___ Exercise data ___

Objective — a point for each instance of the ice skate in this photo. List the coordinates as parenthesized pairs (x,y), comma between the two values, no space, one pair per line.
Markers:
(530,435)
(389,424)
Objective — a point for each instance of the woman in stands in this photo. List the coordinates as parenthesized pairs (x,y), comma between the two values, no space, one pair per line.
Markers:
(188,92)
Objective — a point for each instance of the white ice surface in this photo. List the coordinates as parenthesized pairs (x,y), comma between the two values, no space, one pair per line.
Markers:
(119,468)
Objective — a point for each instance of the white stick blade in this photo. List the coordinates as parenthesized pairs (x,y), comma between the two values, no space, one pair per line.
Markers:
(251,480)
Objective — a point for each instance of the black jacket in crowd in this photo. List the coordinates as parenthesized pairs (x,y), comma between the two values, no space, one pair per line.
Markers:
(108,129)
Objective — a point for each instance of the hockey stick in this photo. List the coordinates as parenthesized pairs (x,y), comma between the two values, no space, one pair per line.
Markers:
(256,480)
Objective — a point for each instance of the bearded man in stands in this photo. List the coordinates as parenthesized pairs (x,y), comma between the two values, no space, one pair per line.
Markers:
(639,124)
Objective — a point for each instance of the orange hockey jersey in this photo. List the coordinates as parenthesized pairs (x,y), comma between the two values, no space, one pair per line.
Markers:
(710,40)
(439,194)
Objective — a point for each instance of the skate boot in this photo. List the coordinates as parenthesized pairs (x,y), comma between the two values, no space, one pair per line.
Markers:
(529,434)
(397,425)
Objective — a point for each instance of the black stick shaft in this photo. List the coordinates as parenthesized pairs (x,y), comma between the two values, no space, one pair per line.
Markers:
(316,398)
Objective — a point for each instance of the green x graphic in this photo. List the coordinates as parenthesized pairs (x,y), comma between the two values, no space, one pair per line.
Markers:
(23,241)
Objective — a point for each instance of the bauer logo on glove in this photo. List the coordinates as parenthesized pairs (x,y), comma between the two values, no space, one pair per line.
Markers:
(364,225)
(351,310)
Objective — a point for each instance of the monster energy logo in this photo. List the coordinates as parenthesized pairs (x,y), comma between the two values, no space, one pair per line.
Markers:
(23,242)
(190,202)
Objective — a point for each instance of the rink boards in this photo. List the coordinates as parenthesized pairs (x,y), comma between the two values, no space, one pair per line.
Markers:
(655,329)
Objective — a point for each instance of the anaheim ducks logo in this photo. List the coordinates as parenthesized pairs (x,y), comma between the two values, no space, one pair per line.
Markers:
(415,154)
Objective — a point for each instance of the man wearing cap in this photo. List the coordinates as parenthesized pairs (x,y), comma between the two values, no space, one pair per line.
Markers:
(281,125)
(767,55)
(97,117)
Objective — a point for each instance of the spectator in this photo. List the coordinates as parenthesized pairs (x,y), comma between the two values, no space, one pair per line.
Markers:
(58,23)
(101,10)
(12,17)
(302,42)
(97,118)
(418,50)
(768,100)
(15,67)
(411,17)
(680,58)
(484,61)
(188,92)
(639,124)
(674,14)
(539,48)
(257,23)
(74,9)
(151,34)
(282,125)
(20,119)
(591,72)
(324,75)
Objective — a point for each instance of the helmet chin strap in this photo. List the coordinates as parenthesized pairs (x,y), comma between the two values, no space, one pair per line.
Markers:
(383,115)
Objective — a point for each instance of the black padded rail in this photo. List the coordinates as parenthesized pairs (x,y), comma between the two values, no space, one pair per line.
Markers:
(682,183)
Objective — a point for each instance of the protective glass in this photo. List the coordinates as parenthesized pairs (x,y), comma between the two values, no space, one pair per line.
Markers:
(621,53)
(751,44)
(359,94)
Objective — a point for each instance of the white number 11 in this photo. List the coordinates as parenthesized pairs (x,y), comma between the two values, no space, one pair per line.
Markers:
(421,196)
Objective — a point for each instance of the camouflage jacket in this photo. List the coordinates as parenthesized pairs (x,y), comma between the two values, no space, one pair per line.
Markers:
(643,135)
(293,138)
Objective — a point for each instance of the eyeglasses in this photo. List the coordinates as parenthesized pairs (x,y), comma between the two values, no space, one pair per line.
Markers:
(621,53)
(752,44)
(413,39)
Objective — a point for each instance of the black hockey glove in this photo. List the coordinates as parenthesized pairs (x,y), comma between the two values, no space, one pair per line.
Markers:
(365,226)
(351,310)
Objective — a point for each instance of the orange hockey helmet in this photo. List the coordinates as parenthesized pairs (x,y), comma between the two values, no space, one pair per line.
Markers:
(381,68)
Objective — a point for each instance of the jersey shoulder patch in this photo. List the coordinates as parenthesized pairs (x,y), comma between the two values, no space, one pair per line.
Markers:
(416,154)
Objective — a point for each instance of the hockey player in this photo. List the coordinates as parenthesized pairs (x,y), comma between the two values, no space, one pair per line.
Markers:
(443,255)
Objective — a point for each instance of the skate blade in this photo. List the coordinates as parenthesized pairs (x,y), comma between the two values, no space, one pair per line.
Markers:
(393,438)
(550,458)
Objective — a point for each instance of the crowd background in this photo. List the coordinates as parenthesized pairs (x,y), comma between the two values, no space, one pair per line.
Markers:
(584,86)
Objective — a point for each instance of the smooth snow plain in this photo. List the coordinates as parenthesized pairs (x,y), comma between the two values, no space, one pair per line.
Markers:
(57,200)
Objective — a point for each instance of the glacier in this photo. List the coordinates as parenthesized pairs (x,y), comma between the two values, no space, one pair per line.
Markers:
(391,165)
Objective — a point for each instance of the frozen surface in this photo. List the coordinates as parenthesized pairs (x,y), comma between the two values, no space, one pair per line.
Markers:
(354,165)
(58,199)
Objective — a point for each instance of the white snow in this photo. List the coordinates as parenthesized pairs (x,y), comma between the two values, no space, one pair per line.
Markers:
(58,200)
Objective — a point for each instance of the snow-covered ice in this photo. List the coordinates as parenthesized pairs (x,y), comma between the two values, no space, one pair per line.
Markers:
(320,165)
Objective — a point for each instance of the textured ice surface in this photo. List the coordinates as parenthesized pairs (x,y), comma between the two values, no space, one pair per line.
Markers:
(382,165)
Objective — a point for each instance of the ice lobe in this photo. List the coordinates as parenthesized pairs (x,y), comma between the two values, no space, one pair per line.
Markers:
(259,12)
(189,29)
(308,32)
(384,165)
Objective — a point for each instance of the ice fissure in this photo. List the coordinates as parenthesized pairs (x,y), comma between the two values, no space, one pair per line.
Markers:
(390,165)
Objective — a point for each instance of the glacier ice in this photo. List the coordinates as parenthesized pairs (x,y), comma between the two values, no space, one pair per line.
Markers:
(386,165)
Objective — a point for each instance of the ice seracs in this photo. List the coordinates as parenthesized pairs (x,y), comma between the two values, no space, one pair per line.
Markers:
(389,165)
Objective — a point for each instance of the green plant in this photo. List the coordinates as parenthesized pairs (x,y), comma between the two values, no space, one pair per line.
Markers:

___

■ **Prompt**: Please let your answer be exactly the lines from the one holding "Objective — a point for each instance of the ice lobe" through the last line of the entries above, both ends included.

■ **Task result**:
Objective — a point for each instance of the ice lobe in this photo. List the coordinates as parenthesized pairs (x,y), comma between the two values, no space, one pair per line.
Markers:
(259,12)
(189,29)
(308,32)
(384,165)
Objective — a point for each instance of the ice fissure in this photo. List the coordinates as parenthesized pairs (x,y), comma between the two values, no space, one pair per line.
Markers:
(390,165)
Objective — a point for each instance of the glacier ice in this photo. List the coordinates as parenthesized pairs (x,y), comma between the two values, no space, one pair per line.
Markers:
(386,165)
Objective — a point for each instance of the ice seracs in this photo. List the coordinates as parenthesized pairs (x,y), comma between the two values, no space, one pair per line.
Markers:
(389,165)
Objective — a point for each instance of the green plant in this photo. List the coordinates as parenthesized pairs (x,y), comma between the two values, no space, one pair per line.
Markers:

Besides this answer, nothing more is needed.